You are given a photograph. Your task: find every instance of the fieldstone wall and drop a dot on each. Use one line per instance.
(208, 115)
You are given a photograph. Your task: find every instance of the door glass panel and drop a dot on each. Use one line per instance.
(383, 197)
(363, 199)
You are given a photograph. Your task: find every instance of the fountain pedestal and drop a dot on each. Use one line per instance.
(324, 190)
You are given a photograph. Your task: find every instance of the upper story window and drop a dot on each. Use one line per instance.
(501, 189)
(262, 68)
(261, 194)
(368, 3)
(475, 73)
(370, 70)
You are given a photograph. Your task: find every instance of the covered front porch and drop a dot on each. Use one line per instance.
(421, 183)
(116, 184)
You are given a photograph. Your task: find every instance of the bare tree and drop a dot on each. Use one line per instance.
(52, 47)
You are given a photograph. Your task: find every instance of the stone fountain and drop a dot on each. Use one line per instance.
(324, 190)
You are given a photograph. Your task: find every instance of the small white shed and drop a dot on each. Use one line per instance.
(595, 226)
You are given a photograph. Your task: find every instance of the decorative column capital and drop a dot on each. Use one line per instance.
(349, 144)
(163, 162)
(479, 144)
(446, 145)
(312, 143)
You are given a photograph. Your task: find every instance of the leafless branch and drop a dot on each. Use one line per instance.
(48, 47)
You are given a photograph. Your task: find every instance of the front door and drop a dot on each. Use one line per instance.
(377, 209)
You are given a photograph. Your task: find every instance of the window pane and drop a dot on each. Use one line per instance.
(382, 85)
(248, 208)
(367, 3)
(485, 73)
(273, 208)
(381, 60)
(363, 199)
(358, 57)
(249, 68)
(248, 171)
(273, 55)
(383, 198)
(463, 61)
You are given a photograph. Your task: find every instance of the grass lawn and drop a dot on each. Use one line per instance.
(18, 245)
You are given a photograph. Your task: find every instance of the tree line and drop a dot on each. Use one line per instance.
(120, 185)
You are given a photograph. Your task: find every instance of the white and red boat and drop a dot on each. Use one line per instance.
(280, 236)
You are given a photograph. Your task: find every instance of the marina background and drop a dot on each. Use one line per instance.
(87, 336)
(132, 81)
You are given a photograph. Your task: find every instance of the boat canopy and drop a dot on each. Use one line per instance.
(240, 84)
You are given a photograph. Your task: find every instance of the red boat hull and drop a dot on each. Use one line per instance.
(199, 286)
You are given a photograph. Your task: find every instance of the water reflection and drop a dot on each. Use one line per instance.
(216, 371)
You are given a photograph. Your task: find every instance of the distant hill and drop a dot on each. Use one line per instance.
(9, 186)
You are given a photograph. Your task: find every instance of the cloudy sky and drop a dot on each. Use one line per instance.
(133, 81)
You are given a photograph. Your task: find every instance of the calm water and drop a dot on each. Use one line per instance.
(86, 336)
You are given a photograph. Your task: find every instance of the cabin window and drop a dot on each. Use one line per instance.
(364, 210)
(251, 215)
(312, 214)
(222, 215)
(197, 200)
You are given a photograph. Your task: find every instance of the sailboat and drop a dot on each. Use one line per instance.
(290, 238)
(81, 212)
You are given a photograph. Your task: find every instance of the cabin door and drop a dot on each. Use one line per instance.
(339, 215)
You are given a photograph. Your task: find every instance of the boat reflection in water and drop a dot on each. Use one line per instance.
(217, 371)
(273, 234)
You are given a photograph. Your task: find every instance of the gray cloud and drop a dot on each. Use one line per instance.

* **INSTRUCTIONS TO FOLLOW**:
Print all the lines exactly as they occur in the listing.

* **RESPONSE TO THE TASK**:
You are given a photograph. Your task: find every instance of the fieldstone wall and drop a dot on each. Use one line per instance.
(208, 115)
You are given a photograph. Your task: find every instance of the door glass panel and drop a dot on each. Use one line per instance.
(383, 197)
(363, 199)
You are given a photograph. Your task: find every instance of the fountain pedestal and drop a dot on each. Use one line per instance.
(324, 190)
You are given a photograph. Your task: find every instance of the upper story window and drop a dot on each. Use one line per instance.
(501, 189)
(262, 68)
(261, 194)
(368, 3)
(475, 73)
(370, 70)
You are given a photograph. Your task: find every instance of the covered front porch and drop a dot on each. Use one line per instance.
(421, 183)
(116, 184)
You are given a photograph. Your task: find every instance of the bare tree and drop a dot on each. Use one line per instance.
(52, 47)
You are given a photograph. Your task: find every instance of the stone fountain and drop a dot on each. Use one line per instance.
(324, 190)
You are given a photograph. Your task: find every instance of the small white shed and drop a dot on each. Use one line per instance.
(595, 226)
You are given a photograph. Your task: find every instance of the decorative column capital and drop a dot on each. Use one line per instance.
(349, 144)
(163, 162)
(479, 144)
(446, 145)
(312, 143)
You are given a photograph. Your task: find every instance of the leafless branch and drop a dot on each. Use one line per instance.
(48, 47)
You are given a photograph. Your task: find every instance of the front door and drop a dot on each. Use one line per instance.
(377, 209)
You are given a photograph. Your task: find every instance of the window pane and drop a dot on each. Use one line per instance.
(382, 85)
(248, 208)
(367, 3)
(485, 73)
(273, 208)
(381, 60)
(363, 199)
(358, 57)
(249, 68)
(248, 171)
(273, 55)
(383, 198)
(463, 61)
You are given a photograph. Your task: find every instance of the grass lawn and drop a dot on each. Use one line per instance.
(18, 245)
You are given a photograph. Your task: find every instance of the tree line and drop a dot on each. Use one line per instance.
(120, 185)
You are given a photograph. Your task: find every instance of the white and red boat and drop a dot on each. Use one line per instance.
(280, 236)
You are given a photograph. Your task: find every instance of the marina background and drop a dot on each. Use one line per instance.
(87, 336)
(132, 81)
You are given a photograph. Your task: find every instance of the boat canopy and drop a dot on each. Use one line per instance.
(240, 84)
You are given a photograph. Your task: find every instance of the red boat hull and drop a dot on each. Use one line per instance.
(199, 286)
You are given a photograph. Your task: find every instance of the water reflection and drop a dot on each. Use one line per instance.
(216, 371)
You are given a photograph. Your task: find every instance of the distant hill and drop a dot on each. Use one line per instance.
(9, 186)
You are given a photograph. Your task: find every instance of the cloudy sky and drop a dot on each. Use one line per instance.
(133, 81)
You are given a photograph. Your task: find every instance of the calm water and drop a dot on each. Use one line per instance.
(86, 336)
You are given a photograph. Your task: find every instance of the cabin window and drop a dot on each. Use one line per instance.
(364, 210)
(251, 215)
(312, 214)
(222, 215)
(197, 200)
You are given a photograph. Your task: find every instance of the sailboat and drop a dot on each. Use one line per instance.
(290, 238)
(81, 212)
You are given a photograph. Your task: find every instance of the cabin door and drop a dot on each. Use one line per instance.
(339, 215)
You are given a photograph. Your task: find every instance of the boat reflection in water and drop a dot on each. Use one line per instance.
(217, 371)
(273, 234)
You are given a photograph. Your task: find every instance of the gray cloud and drop a dot on each. Use one line per instance.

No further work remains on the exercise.